> What the task requires: In the text on the New Year's Eve fireworks ban in Metro Manila, with which agency can people apply for permits to hold community fireworks?

> Selected text:
>>>>

With the current ban on the use of firecrackers and fireworks, only authorized community fireworks display will be allowed in Metro Manila on New Year’s Eve as a safety precaution against the spread of the coronavirus disease (COVID-19) and other health risks.
According to Metropolitan Manila Development Authority (MMDA) General Manager Jojo Garcia, house to house lighting of illegal fireworks and firecrackers is prohibited and violators face a fine or imprisonment depending on the ordinance passed by the local government unit.
Those who wish to get permits to hold community fireworks may apply with the Philippine National Police (PNP), Garcia added.
“Yung iba pong gustong mag-apply pa, sa PNP po sila mag aapply. Pero yung mga house to house fireworks, ‘yan po yung iniiwasan natin kasi nga napakadelikado nyan. Alam naman natin na during New Year’s Eve, maraming nahohospital dahil napuputukan (Those who want to get permits may apply with the PNP. But we avoid house to house fireworks because they pose danger. We know that during New Year’s Eve, many are being sent to hospitals due to firecracker injuries),” Garcia said Wednesday in a Laging Handa press briefing.
“Kausap ko po si Sec. (Eduardo) Año sa DILG (Department of Interior and Local Government), na pinapayagan lang yung mga community fireworks, meaning yung mga organized na malalaki. Like yung Pasay may na-approve dyan, sa Makati at sa Quezon City (DILG Sec. Ano told me that community fireworks are allowed, which means those that are organized like the ones in Pasay, Makati and Quezon cities which have already been granted permits),” Garcia said.
Selling “legitimate” fireworks or those that are not prohibited by the existing rules is allowed, but buying them is prohibited, Garcia added.
“Siguro pwede sila magbenta, ang problema di rin pwede magamit (Selling of fireworks may still be allowed, but the problem is they cannot use it),” Garcia said when asked if selling fireworks is prohibited.
According to Garcia, the Metro Manila Council passed on December 28 a resolution enjoining local government units in the National Capital Regional to strictly enforce a firecracker ban or pass a measure against its use. .
He said, the resolution was made in a bid to prevent the spread of COVID-19 through mass gathering and other health risks that firecrackers pose.
“Hindi na makakatulong na yung mga hospital natin ay magiging busy pa sa mga napuputukan (Our hospitals are already overwhelmed with patients and it will be too much if they still attend to firecracker victims),” Garcia stressed. He said authorities do not want to overwhelm hospitals amid COVID-19.
Citing previous advisory from the Department of Health, Garcia also discouraged the public from using “torotot” (party horns) during the revelry as it could spread the virus through saliva when it is shared.
Instead, Garcia said, the public can use cans and pots to make noise in welcoming the new year.

<<<<

> Listed entries:
>>>>

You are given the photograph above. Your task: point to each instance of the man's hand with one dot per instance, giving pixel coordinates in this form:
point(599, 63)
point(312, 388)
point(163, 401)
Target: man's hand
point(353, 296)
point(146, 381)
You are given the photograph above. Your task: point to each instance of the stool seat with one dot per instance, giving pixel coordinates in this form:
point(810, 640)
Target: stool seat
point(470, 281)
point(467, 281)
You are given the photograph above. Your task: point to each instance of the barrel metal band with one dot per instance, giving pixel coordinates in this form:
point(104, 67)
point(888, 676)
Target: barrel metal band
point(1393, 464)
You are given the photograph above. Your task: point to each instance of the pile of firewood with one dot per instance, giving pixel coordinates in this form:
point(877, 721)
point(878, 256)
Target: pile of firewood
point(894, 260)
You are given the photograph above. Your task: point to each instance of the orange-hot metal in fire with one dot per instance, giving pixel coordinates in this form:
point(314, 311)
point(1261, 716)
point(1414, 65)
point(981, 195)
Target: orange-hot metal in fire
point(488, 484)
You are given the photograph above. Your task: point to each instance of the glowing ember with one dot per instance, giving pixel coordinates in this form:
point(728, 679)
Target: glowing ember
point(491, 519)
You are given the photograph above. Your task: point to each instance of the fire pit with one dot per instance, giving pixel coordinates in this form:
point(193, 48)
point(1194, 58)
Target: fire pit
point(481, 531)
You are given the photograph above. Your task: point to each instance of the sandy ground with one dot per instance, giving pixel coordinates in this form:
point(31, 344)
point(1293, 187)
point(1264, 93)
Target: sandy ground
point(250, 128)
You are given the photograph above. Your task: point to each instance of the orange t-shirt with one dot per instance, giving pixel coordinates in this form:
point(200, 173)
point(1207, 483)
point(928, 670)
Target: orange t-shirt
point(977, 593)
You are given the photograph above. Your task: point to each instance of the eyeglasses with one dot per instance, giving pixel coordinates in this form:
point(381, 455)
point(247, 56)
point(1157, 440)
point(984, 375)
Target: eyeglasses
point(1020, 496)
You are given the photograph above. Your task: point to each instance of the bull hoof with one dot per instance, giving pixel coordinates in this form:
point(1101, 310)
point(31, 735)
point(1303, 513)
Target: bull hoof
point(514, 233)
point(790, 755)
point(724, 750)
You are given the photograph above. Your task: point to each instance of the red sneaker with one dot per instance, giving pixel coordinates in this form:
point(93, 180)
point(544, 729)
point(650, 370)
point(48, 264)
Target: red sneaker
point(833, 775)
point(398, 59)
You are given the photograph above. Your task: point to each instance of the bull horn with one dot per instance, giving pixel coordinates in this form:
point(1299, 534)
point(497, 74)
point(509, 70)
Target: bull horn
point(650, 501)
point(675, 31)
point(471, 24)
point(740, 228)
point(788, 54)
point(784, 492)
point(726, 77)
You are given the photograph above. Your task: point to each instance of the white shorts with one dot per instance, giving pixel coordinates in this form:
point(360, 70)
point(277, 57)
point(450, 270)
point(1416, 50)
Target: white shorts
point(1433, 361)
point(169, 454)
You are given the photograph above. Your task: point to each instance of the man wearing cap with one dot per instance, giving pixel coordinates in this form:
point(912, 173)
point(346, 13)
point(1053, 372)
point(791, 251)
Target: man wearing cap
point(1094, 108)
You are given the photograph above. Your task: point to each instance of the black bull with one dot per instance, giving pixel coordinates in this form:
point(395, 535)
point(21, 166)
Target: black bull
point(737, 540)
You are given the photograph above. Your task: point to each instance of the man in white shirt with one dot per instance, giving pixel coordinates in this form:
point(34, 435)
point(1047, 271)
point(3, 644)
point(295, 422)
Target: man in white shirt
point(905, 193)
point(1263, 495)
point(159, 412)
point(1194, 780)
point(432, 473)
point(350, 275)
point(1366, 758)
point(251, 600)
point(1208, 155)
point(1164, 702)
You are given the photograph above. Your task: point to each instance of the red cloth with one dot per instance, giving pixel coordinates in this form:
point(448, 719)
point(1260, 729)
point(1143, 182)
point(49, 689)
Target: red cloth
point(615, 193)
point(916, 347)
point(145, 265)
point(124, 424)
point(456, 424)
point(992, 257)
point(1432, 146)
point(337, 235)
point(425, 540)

<<<<

> Response below: The Philippine National Police (PNP).